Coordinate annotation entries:
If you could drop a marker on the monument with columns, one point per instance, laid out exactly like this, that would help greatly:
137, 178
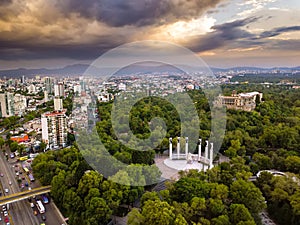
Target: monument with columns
186, 160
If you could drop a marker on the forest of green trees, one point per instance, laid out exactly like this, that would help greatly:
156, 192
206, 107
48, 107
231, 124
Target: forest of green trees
266, 138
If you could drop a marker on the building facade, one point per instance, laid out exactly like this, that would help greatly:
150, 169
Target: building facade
242, 101
7, 104
54, 129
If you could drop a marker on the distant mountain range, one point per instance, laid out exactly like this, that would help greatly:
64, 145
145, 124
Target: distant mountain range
79, 69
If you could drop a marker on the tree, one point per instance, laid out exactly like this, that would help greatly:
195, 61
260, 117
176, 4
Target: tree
135, 217
239, 213
2, 141
245, 192
157, 212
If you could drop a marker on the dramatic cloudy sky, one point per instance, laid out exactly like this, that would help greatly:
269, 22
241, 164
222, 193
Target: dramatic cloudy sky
225, 33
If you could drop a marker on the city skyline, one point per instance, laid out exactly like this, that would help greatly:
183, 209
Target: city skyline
52, 34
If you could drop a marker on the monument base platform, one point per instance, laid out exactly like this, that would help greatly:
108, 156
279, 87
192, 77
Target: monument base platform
184, 165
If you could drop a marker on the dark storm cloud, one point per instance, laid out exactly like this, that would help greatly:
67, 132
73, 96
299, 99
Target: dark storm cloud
139, 12
5, 2
10, 50
222, 35
278, 31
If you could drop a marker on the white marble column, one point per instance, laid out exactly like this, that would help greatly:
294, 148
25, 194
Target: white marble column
211, 157
178, 147
170, 148
199, 150
186, 146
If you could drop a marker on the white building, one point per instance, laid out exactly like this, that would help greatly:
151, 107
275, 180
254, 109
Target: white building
20, 104
59, 89
54, 129
122, 87
77, 89
242, 101
58, 104
6, 104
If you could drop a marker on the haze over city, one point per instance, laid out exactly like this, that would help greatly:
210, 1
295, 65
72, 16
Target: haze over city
51, 34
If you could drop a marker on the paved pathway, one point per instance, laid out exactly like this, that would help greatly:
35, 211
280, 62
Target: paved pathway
167, 172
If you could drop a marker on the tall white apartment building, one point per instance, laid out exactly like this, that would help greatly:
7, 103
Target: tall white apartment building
20, 104
59, 89
58, 104
54, 128
7, 104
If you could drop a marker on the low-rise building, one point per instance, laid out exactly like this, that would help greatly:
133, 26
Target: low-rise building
242, 101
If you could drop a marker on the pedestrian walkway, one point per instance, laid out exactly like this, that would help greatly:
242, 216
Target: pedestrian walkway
167, 172
265, 219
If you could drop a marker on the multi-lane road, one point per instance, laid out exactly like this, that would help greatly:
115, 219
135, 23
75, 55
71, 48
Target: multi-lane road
21, 213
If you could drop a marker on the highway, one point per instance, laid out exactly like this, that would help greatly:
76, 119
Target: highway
24, 195
20, 212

SHORT TASK:
Leave the pictures out, and transcribe each of the records exactly.

TASK SOLUTION:
If you could drop a marker on the monument with columns, one point per instance, laid out exactly like this, that would help greatly:
137, 178
Target: monument with columns
186, 160
If you could drop a marker on the forest of green trees, one point per instance, laid out exactly like this, that would help greatly:
156, 192
206, 107
48, 107
231, 124
Target: forest of green trees
266, 138
If you could drop a marker on the building facade, one point per instance, laid out exactly like this, that would help greatly:
150, 169
Target: building facade
242, 101
7, 104
54, 129
If you could drop a marker on the distant mountain range, one point per instance, laid out exactly like this, that would help greatly:
64, 145
145, 124
Target: distant mountain range
79, 69
If you could drop a marker on the tree, one point per instance, laid out exactly like this, that would help greatly:
195, 61
260, 117
176, 4
Target: tree
135, 217
239, 213
2, 141
245, 192
157, 212
If you could drop a marker on the dramatic cloudy sky, one point per instance, laid out exactly like this, that would help greatly:
269, 22
241, 164
222, 193
Target: dramatic cloudy sky
225, 33
If you could drop a marker on the city skyline, one point per instance, laid out exactly like this, that would help greatly:
183, 209
Target: city skyline
52, 34
If you could drop a marker on the monument base platform, one point per instance, laid out exactly like this, that would help greatly:
108, 156
279, 87
192, 77
Target: monument base platform
184, 165
If you could drop a marker on the dark storm cloud, one point per instance, laid out exactly like this, that would help greatly:
67, 132
73, 96
299, 99
Target: dark storm cloud
139, 12
5, 2
10, 50
222, 35
278, 31
If you could drop a marker on the white marble column, one point per instance, laid out exactly like this, that would help greatly:
294, 148
25, 194
Target: white marble column
211, 157
178, 147
170, 148
199, 150
186, 146
If you could drop a marker on the white building, one point per instance, laid out exactly like this, that would help greatly:
151, 107
275, 180
254, 109
Target: white building
20, 104
59, 89
54, 129
122, 87
77, 89
242, 101
58, 104
6, 104
If you could drop a marker on the haze over city, one point per instance, laid out exactly like this, that would help greatly:
210, 1
295, 65
72, 16
Target: haze over city
51, 34
If you could drop a marker on the paved pathway, one point per instance, laid out exactly like this, that would help greatly:
35, 211
280, 62
Target: paved pathway
167, 172
If you could drop a marker on the tall white apartment building, one point per instance, laid out exactly like this, that would help greatly:
7, 103
Target: tall white apartment building
20, 104
59, 89
58, 104
54, 128
7, 104
If you could drop a marker on the low-rise building, one point per instance, laid out exactly like this, that would help greatly:
133, 26
Target: low-rise building
242, 101
If you could drop a marker on the pedestrian walkway, one point per instance, laid out exactly like this, that would help greatly:
242, 216
Target: pedestrian walkway
167, 172
265, 219
If you could drop a marker on the multi-lane road, one point per instance, laid out exactly like this, that would help greatly:
115, 219
135, 23
75, 55
71, 48
Target: multi-lane road
21, 213
If you could drop a marker on the highway, one point per instance, laid out exactly like this, that would help greatly:
76, 119
Target: highway
24, 195
20, 212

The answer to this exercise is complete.